### Extrait du texte:
# # #
Entreprendre jeune / Créer une entreprise après (ou pendant !) ses études…

Un de mes chevaux de bataille, c’est de débloquer l’esprit d’initiative des jeunes. Ce combat remonte à déjà plusieurs années, début 2004 exactement. J’étais alors un tout jeune entrepreneur, très naïf, et j’ai participé pour la première fois à un témoignage face à des étudiants en IUT. Je fais donc mon témoignage devant les 80 étudiantes et etudiants, plein de dynamisme et d’optimisme, puis je pose LA question qui m’a fait retomber durement sur terre : « qui parmi vous compte créer son entreprise, un jour ? ».

Un constat assez dur…

En fait, c’est plutôt la réponse, ou la non-réponse, qui m’a donné le coup de grâce. Personne. L’échange qui a suivi a été assez intéressant, et je l’ai poursuivi ensuite au cours de plus de 30 interventions. C’est ce qui m’a d’ailleurs donné envie de créer la bande-dessinée Lucy & Valentin… créent leur entreprise !, à destination des élèves de troisième. Plus on parlera tôt de création d’entreprise, mieux ce sera !
# # #
### Consigne:
Répondez aux questions suivantes à partir du texte ci-dessus sur l'entrepreneuriat des jeunes.
(a) À quand remonte le premier témoignage devant des étudiants en IUT ?
(b) Devant combien d'étudiantes et d'étudiants ce témoignage a-t-il été donné ?
(c) À quel public s'adresse la bande dessinée « Lucy & Valentin… créent leur entreprise ! » ?

### Lignes fournies:
# # #
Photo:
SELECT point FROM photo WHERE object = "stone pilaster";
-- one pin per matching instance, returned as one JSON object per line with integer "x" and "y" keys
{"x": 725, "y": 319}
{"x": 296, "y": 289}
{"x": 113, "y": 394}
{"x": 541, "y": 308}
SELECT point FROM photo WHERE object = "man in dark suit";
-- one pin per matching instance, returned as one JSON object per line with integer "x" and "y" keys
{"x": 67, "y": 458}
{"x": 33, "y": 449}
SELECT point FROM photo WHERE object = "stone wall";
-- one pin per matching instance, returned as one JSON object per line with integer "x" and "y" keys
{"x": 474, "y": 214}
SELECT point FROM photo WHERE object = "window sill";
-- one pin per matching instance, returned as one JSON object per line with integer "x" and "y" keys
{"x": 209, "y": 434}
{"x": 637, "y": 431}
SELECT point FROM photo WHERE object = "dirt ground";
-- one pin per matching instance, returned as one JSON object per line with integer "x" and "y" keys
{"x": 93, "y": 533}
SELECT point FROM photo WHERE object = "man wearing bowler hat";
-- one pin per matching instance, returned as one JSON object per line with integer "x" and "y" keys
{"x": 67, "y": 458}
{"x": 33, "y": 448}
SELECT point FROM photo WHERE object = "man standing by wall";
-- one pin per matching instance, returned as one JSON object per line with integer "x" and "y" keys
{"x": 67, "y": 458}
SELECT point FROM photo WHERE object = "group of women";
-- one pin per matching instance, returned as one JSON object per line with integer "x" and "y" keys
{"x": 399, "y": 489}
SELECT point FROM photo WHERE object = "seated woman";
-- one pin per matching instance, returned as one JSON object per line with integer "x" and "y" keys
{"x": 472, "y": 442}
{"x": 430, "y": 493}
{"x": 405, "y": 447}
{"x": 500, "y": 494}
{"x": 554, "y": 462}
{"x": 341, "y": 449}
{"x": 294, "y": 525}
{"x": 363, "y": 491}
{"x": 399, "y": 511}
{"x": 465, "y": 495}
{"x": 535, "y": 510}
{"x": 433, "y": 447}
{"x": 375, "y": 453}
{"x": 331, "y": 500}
# # #
### Corrigé:
(a) Début 2004.
(b) Devant 80 étudiantes et étudiants.
(c) Aux élèves de troisième.